**WHAT NEEDS TO BE DONE**
For the records that follow, please set down exactly the lines between the one holding "An <instance> lists" and the one holding "positive clicks: (288, 137)", inclusive, and only those.

**INFORMATION SHOWN**
——————
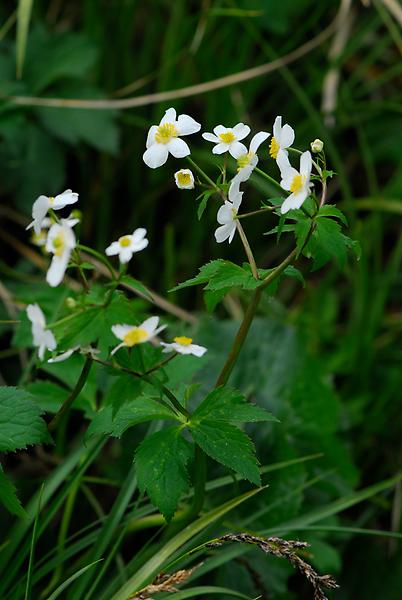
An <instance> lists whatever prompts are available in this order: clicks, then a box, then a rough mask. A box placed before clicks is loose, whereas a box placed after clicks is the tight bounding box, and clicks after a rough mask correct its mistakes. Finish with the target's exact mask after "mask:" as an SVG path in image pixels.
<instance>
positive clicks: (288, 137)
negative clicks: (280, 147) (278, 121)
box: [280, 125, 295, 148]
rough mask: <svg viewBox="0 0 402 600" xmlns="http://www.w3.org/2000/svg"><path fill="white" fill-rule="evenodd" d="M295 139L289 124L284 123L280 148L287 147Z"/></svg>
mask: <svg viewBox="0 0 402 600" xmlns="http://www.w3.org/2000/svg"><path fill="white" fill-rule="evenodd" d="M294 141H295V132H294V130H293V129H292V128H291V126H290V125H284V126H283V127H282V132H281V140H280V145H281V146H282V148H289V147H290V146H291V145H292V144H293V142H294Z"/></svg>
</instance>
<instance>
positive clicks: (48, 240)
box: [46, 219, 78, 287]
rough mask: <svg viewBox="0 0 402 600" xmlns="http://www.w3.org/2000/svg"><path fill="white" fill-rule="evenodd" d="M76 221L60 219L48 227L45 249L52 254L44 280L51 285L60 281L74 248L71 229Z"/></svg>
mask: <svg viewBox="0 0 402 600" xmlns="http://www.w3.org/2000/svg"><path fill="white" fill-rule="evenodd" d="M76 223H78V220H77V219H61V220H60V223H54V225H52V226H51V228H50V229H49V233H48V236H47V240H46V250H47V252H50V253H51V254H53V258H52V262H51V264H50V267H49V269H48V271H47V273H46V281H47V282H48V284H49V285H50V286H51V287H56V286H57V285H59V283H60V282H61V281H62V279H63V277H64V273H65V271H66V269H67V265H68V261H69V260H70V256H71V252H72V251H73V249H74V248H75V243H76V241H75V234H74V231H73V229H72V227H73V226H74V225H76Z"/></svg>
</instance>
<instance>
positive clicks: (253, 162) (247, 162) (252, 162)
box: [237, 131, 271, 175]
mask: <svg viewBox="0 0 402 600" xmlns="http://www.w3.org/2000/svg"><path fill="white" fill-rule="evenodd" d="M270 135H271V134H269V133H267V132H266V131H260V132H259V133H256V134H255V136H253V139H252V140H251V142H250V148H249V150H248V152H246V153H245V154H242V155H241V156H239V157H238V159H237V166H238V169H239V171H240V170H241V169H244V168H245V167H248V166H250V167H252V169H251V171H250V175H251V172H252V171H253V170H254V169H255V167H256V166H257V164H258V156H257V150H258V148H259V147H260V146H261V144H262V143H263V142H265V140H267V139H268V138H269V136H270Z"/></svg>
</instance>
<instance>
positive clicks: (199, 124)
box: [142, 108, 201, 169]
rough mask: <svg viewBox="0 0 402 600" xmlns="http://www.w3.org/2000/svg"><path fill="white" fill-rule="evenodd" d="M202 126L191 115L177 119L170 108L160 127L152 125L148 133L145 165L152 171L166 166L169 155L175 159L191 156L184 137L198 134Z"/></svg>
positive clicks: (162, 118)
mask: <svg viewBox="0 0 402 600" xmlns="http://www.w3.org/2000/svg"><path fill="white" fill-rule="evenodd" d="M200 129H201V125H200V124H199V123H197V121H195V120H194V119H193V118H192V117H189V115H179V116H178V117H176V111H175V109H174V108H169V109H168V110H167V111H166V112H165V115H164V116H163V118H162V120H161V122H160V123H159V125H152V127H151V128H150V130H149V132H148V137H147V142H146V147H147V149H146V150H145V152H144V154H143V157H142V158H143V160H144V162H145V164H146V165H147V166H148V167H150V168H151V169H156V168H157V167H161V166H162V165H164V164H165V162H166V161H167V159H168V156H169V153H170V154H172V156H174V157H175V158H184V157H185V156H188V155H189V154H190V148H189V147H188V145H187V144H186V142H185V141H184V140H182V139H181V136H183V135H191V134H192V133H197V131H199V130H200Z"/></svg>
——————
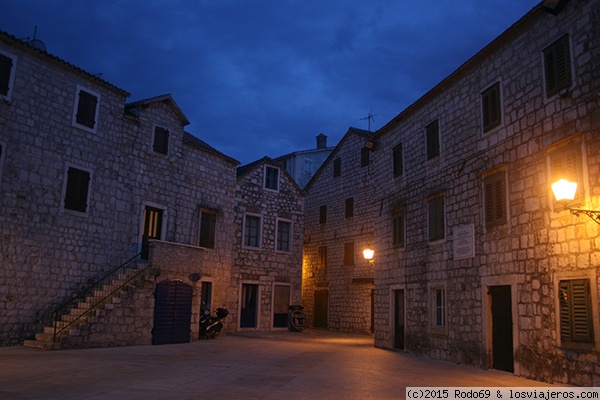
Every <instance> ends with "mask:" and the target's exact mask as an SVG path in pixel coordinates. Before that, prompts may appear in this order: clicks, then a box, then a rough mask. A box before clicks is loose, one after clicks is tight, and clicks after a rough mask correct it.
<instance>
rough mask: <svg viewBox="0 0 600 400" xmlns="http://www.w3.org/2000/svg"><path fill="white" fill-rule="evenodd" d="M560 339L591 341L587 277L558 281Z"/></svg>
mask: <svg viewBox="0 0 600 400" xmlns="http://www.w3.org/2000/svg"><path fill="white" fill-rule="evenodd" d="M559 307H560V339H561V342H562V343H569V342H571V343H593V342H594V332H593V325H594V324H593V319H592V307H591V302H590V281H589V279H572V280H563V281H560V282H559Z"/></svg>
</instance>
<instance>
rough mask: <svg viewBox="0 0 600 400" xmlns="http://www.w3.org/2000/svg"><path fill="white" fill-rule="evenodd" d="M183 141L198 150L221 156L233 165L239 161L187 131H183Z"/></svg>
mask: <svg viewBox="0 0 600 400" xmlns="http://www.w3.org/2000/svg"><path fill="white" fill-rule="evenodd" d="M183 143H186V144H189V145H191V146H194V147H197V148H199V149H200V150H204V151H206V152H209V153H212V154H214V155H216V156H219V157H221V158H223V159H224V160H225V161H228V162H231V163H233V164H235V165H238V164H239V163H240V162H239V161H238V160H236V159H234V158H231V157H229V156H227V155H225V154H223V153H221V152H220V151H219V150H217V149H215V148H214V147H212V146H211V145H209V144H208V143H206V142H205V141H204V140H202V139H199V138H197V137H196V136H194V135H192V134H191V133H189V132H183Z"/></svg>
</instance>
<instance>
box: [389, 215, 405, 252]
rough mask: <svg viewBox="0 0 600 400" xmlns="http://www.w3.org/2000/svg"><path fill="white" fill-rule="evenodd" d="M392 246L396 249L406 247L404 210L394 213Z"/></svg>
——————
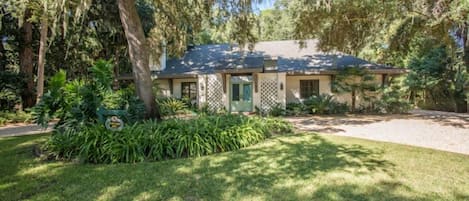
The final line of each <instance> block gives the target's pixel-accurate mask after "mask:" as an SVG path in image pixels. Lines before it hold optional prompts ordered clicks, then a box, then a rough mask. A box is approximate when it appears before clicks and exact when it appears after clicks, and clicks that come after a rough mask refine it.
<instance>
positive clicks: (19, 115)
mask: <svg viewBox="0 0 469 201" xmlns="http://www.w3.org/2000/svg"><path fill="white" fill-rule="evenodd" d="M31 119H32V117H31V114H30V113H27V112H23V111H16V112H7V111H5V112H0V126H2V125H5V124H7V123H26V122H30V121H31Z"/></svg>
——————
**ANSWER FOR THE TASK**
An <instance> lists whatever prompts are available in this order: clicks, then a box, then a rough mask. A box placed before clicks is loose, whereas a box placed after clicks is the tight bounding box, and clicks after a rough mask correct its mistakes. Finish with the target's exact mask after "mask:" as an SVG path in image pixels.
<instance>
positive clicks: (288, 137)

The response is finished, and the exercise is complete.